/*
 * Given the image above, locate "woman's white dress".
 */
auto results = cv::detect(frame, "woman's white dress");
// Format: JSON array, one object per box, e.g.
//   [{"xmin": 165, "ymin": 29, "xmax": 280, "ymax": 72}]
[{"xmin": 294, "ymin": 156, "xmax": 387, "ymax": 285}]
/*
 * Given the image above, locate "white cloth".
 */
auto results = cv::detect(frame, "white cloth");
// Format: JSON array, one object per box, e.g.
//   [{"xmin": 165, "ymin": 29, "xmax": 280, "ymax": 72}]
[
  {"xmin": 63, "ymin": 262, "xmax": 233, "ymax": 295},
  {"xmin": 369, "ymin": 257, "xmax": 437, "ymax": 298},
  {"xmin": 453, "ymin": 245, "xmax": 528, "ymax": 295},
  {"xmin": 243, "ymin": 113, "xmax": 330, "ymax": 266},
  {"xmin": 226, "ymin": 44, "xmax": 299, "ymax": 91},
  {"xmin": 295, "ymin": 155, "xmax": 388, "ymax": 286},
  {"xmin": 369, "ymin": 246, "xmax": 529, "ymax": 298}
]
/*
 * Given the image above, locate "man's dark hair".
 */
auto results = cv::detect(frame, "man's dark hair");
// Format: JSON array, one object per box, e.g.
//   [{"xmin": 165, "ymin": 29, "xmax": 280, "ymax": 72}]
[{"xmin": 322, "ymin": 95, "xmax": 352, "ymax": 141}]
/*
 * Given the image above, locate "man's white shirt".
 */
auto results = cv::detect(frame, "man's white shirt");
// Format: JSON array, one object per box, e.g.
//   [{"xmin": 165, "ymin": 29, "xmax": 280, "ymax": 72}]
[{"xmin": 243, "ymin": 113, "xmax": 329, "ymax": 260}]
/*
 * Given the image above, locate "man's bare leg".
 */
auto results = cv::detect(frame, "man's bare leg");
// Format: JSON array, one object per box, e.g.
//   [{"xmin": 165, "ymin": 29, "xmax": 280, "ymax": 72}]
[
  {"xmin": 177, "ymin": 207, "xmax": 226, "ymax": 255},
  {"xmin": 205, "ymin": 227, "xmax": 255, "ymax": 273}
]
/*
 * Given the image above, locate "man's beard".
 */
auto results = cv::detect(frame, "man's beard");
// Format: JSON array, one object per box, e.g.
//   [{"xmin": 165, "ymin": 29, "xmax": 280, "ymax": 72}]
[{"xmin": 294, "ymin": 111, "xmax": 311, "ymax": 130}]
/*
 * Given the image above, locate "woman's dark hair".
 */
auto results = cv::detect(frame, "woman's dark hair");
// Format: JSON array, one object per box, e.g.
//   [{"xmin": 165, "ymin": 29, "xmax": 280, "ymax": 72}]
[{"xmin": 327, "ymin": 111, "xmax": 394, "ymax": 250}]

### [PROBLEM TO SOLVE]
Type out the material again exactly as presented.

### [ANSWER SECTION]
/*
 * Given the image above, locate "woman's white dress".
 */
auto results = cv::detect(frame, "woman's white dress");
// Format: JSON array, one object per box, e.g.
//   [{"xmin": 165, "ymin": 29, "xmax": 280, "ymax": 72}]
[{"xmin": 294, "ymin": 156, "xmax": 387, "ymax": 285}]
/*
 * Given the image above, locate "white cloth".
 */
auto results = cv::detect(frame, "white cloth");
// Format: JSON array, one object per box, e.g.
//   [{"xmin": 165, "ymin": 29, "xmax": 280, "ymax": 72}]
[
  {"xmin": 63, "ymin": 262, "xmax": 233, "ymax": 295},
  {"xmin": 369, "ymin": 257, "xmax": 437, "ymax": 298},
  {"xmin": 453, "ymin": 245, "xmax": 528, "ymax": 295},
  {"xmin": 243, "ymin": 113, "xmax": 330, "ymax": 266},
  {"xmin": 226, "ymin": 44, "xmax": 299, "ymax": 91},
  {"xmin": 295, "ymin": 155, "xmax": 388, "ymax": 286},
  {"xmin": 369, "ymin": 246, "xmax": 529, "ymax": 298}
]
/*
 * Given the image above, locate "man's dark hair".
 */
auto results = cv::detect(frame, "man's dark hair");
// Format: JSON array, one object per box, e.g.
//   [{"xmin": 165, "ymin": 29, "xmax": 280, "ymax": 72}]
[{"xmin": 322, "ymin": 95, "xmax": 352, "ymax": 141}]
/*
 * Given the image above, locate "man's white shirt".
 */
auto results = cv::detect(frame, "man's white shirt");
// Format: JSON array, one object per box, e.g.
//   [{"xmin": 165, "ymin": 29, "xmax": 280, "ymax": 72}]
[{"xmin": 243, "ymin": 113, "xmax": 329, "ymax": 260}]
/*
 * Given the image above, locate "man's bare leg".
 */
auto results = cv::detect(frame, "man's bare leg");
// Format: JSON array, one object per box, e.g.
//   [{"xmin": 165, "ymin": 29, "xmax": 280, "ymax": 72}]
[
  {"xmin": 177, "ymin": 207, "xmax": 226, "ymax": 255},
  {"xmin": 205, "ymin": 227, "xmax": 255, "ymax": 273}
]
/*
 * Given the image above, locate "man's beard".
 */
auto results = cv::detect(frame, "man's beard");
// Format: JSON array, one object per box, e.g.
//   [{"xmin": 165, "ymin": 29, "xmax": 280, "ymax": 72}]
[{"xmin": 294, "ymin": 111, "xmax": 311, "ymax": 130}]
/*
 * Given the image above, locate "woman's dark hair".
 */
auto results = cv::detect(frame, "woman's dark hair");
// Format: JSON array, one object per box, e.g.
//   [{"xmin": 165, "ymin": 29, "xmax": 280, "ymax": 72}]
[{"xmin": 327, "ymin": 111, "xmax": 394, "ymax": 250}]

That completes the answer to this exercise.